Every line from the one holding "Practice step: locate the cracked" through the final line of the entries is to be reproduced exactly, and no other line.

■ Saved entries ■
• • • • • • •

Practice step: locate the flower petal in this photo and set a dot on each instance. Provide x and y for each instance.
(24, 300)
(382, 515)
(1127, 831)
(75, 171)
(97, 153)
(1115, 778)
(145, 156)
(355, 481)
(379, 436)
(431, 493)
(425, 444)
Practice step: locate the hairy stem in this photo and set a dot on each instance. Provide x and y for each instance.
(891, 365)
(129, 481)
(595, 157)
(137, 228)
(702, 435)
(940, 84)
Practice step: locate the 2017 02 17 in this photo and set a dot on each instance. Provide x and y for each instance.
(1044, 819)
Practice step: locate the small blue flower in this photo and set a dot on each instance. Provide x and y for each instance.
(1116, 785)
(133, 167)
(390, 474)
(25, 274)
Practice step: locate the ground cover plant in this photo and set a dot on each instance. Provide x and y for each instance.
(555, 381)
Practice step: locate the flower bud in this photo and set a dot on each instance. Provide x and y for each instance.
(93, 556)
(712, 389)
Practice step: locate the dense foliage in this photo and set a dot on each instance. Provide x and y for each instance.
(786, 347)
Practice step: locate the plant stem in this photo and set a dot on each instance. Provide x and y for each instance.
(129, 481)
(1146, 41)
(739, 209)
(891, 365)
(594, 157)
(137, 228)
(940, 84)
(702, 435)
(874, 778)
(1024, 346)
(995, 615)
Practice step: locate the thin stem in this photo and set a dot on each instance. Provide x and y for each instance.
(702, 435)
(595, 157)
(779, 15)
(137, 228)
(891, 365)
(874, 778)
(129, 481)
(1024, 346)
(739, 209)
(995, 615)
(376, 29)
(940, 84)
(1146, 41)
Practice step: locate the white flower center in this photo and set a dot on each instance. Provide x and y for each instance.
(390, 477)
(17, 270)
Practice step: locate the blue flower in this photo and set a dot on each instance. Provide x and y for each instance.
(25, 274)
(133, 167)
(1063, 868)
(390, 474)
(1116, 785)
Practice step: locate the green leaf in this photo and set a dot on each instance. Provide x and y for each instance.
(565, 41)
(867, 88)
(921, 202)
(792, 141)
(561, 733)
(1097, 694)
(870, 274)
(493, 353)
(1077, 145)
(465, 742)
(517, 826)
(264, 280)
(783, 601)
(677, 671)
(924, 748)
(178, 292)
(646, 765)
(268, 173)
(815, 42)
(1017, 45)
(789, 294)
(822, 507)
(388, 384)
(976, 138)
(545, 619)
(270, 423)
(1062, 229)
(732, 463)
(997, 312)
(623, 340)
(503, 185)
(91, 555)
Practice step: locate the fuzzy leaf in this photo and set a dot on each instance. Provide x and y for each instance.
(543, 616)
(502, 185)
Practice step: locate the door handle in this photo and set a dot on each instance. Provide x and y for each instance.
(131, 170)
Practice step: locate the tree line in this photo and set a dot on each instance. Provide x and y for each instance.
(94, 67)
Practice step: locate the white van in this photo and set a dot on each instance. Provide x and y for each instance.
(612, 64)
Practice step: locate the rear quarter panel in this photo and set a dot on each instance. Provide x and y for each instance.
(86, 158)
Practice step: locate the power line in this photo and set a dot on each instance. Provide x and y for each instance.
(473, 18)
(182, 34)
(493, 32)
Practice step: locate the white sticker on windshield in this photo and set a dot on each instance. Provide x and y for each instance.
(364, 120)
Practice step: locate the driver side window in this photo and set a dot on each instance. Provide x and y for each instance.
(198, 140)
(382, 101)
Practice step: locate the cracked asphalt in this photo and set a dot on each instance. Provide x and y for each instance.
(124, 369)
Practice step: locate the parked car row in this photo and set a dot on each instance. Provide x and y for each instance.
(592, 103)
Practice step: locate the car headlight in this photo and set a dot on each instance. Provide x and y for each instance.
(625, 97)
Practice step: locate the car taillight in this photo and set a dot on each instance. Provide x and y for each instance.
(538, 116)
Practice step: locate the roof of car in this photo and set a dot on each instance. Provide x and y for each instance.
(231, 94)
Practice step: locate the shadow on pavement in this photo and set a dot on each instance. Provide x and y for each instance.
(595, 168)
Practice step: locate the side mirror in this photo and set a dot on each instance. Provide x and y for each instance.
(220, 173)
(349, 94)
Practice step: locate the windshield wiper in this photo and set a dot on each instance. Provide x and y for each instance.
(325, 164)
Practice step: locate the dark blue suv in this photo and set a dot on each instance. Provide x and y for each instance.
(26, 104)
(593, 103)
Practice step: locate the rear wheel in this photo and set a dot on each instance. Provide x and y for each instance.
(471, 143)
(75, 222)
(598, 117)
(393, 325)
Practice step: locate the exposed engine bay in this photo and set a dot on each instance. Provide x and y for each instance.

• • • • • • •

■ EXPECTED OUTPUT ■
Practice step: locate the cracked asphalt in this photo and set a dot on each instance. Provide x and y for each instance.
(124, 369)
Practice step: locate the parked car row in this photo and set a dot on each instance. Provide x and y for each instance.
(592, 103)
Practice step: locate the car headlight in this photo and set a dot on each instance. Provide x and y for each instance.
(625, 97)
Practice step: locate the car taillight in this photo and set a dot on each instance. Provide x and y for each instance.
(538, 116)
Practice step: locate the roof of car in this photo and set a dot on each instance. Provide x and y for each instance.
(231, 94)
Practice step: locate the shadow on pavement in this photo and set a dot on each instance. Provide x and y for each instance.
(595, 168)
Practice step: locate the side mirror in this photo and set a dot on each instance. Provide x and y for each instance.
(220, 173)
(349, 94)
Practice step: locate the windshield wiper in this photo and set a dot on each instance. Provide x and y for each instance.
(325, 164)
Practice step: locate the dark blue suv in this photo and set a dot on each instance. Provide x and y for each instance.
(26, 104)
(593, 103)
Practice step: locate the rear wheel in this photo and set a dot on each instance. Provide x and y for each instance.
(471, 143)
(75, 222)
(598, 117)
(393, 325)
Practice step: locate the exposed engine bay in this photo and set a dot on each instance. Provide x and y for each instance.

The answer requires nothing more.